Natural-language object grounding data:
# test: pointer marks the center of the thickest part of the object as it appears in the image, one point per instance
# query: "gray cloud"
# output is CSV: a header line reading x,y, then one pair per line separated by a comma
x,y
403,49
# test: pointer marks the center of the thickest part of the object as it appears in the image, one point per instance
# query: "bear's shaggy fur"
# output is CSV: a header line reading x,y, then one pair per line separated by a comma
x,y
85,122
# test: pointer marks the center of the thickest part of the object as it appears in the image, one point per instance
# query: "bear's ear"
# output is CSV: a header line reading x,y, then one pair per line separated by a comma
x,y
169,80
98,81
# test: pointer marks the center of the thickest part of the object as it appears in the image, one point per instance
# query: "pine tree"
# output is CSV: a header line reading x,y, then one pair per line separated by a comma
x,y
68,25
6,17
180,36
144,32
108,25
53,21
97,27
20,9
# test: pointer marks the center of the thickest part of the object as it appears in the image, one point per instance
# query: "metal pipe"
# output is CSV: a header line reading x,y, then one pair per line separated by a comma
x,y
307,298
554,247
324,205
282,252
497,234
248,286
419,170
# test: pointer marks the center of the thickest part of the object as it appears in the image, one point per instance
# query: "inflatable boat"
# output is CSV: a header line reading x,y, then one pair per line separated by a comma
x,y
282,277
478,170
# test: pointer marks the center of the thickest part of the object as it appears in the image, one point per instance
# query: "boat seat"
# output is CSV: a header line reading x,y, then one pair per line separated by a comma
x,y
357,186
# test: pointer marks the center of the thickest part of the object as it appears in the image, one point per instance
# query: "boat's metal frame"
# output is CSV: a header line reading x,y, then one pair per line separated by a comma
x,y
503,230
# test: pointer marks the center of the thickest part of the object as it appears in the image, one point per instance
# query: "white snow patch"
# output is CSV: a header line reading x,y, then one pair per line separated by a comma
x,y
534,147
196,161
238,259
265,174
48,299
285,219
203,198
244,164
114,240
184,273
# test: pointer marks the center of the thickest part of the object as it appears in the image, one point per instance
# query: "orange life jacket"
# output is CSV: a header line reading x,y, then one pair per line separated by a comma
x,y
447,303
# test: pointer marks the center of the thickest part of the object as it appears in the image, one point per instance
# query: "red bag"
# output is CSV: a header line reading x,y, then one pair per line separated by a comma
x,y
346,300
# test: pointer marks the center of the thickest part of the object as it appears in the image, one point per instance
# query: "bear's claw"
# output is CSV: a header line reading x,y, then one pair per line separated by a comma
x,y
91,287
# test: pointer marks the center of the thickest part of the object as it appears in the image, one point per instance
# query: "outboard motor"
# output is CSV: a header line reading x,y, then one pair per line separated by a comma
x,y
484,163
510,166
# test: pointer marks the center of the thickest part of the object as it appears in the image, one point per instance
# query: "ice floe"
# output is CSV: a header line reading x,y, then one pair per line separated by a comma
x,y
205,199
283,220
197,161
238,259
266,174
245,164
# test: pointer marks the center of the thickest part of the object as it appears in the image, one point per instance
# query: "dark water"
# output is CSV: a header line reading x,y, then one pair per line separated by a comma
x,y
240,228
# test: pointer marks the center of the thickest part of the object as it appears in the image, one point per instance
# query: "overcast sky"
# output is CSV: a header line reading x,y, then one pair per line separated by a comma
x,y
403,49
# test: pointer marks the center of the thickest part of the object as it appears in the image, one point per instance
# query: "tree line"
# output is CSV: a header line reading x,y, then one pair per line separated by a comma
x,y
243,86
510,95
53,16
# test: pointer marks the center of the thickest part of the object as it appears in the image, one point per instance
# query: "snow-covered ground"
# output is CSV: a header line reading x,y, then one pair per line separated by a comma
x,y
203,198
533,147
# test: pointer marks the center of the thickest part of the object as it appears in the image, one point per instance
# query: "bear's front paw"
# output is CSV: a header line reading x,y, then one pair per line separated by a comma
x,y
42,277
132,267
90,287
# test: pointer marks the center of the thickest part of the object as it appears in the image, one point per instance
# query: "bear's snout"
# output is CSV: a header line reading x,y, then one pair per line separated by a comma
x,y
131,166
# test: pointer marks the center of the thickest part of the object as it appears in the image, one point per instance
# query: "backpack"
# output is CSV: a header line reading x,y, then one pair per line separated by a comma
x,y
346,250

▶ **PROBLEM STATEMENT**: All records above must be set down exactly, please.

▶ **RESULT FOR THIS TASK**:
# test: pointer marks the center of the thickest part of the object as it appears in the image, one point per instance
# query: "gray cloud"
# output is CSV: a header line reading x,y, then one pair per line separated by a comma
x,y
403,49
# test: pointer marks the center of the thickest part of the object as it appears in the image, one point per instance
# query: "bear's shaggy fur"
# output is CSV: a header line reading x,y, then one pair per line separated by a comma
x,y
85,122
# test: pointer marks the center of the thickest part of the object as it appears in the image, one point per instance
# query: "bear's ear"
# output is CSV: a header line reading x,y, then one pair per line separated by a comma
x,y
169,80
98,81
# test: pointer marks the center of the thickest part of the object as it appears in the image, one point per instance
# query: "pine tree"
# output is CSV: a header line reading x,y, then one pair per line separated by a comma
x,y
68,25
6,17
180,36
144,32
108,25
53,21
97,27
20,9
# test: pointer marks the center of the thickest part of the object as it appears in the image, one point per instance
# query: "metal pipe"
# output is CSV: a header line reading x,y, then one pair per line separated by a comma
x,y
307,298
554,247
324,205
282,252
497,234
248,286
419,170
# test: pointer marks the center of the thickest part of the object as it appears in the image, one point per instance
# query: "inflatable boat"
# output is CSV: a header line reading x,y, then one pair per line separated by a comma
x,y
282,277
478,170
# test: pointer marks the center of the thickest part of the object as it appears in the image, one point per instance
# query: "boat seat"
# output is CSV: a header line reading x,y, then one pair per line separated by a comma
x,y
357,186
# test: pointer marks the center of the thickest part of the object as it appears in the image, one point per instance
# query: "boat's metal frame"
# output is CSV: a header line reading x,y, then one pair per line separated by a comma
x,y
503,230
# test: pointer marks the center of the thickest part of the object as it appears in the image, one point per instance
# query: "white snow patch"
# output is CSV: a header line reading x,y, then one pair per line separated by a comma
x,y
534,147
196,161
238,259
265,174
48,299
285,219
203,198
244,164
114,240
184,273
# test: pointer marks the center of the thickest part of the object as it appears in the image, one point per instance
# query: "orange life jacket"
# output is CSV: a header line reading x,y, then one pair per line separated by a comma
x,y
447,303
# test: pointer marks the center of the thickest part of the object as it appears in the image, one point per instance
# query: "red bag"
# output is CSV: a header line reading x,y, then one pair per line separated by a comma
x,y
346,300
# test: pointer marks the center of the thickest part of the object as it appears in the image, one point per instance
# query: "bear's claw"
# output is CSV: a header line reading x,y, then one pair per line separated by a comma
x,y
91,287
# test: pointer marks the center of the thickest part of the object as it appears in the image, one point per instance
# query: "outboard motor"
# output is CSV: a header line reading x,y, then one pair per line separated by a comma
x,y
484,163
510,166
# test: pointer marks the center of the thickest part of the object as it appears in the image, one point per instance
# query: "ice floe"
# output is CSV: a header line reading x,y, then one pair per line separated by a comma
x,y
205,199
283,220
197,161
238,259
266,174
245,164
# test: pointer marks the center of the thickest part of the object as it appears in the image, one point per instance
# query: "dark water"
# output is CSV: a header line reading x,y, then one pair per line separated by a comma
x,y
240,228
# test: pointer marks the center of the thickest part of the object as it appears in the image, one point per instance
# query: "overcast sky"
# output is CSV: a header line reading x,y, then one pair per line separated by a comma
x,y
403,49
# test: pointer marks the center of the thickest part of the object as it appears in the image, one point per instance
# query: "tree line"
# output is CSV: a header line reading x,y, then one pair per line separated by a comma
x,y
243,86
510,95
53,16
# test: pointer marks the center of the thickest part of the object as it appears in the image, one point per instance
# query: "snow-covered ground"
# output is CSV: a header line reading x,y, then one pair per line separated by a comma
x,y
203,198
533,147
# test: pointer marks the center of the thickest part of the object as it appears in the image, one point per instance
# query: "bear's front paw"
# output is CSV: a header line reading x,y, then one pair per line separated by a comma
x,y
42,277
132,267
90,287
# test: pointer marks the center of the thickest part of the object as it appears in the image, one point per instance
# query: "bear's snout"
# output is CSV: a header line reading x,y, then one pair per line separated by a comma
x,y
131,166
# test: pointer marks the center of the thickest part of the object as it appears in the image, one point per instance
# query: "backpack"
# output is CSV: a header line reading x,y, then one pair per line separated by a comma
x,y
346,250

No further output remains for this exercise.